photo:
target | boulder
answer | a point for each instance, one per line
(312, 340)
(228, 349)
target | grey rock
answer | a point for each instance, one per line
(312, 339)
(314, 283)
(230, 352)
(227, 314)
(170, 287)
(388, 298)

CONSIGNE =
Mettez ces entrées au format CSV à deux colonnes, consigne et reponse, avec une ligne par entrée : son texte dans la première colonne, sa réponse dans la seconde. Placez chaque valeur entre guillemets dans un seul champ et remplacez les sauts de ligne par des espaces.

RÉSULTAT ATTENDU =
consigne,reponse
"photo: target | boulder answer | a point for each instance, one per line","(312, 340) (228, 349)"
"target | grey rock answer | a point for each instance, one per line","(312, 339) (314, 283) (230, 352) (227, 314) (170, 287) (388, 298)"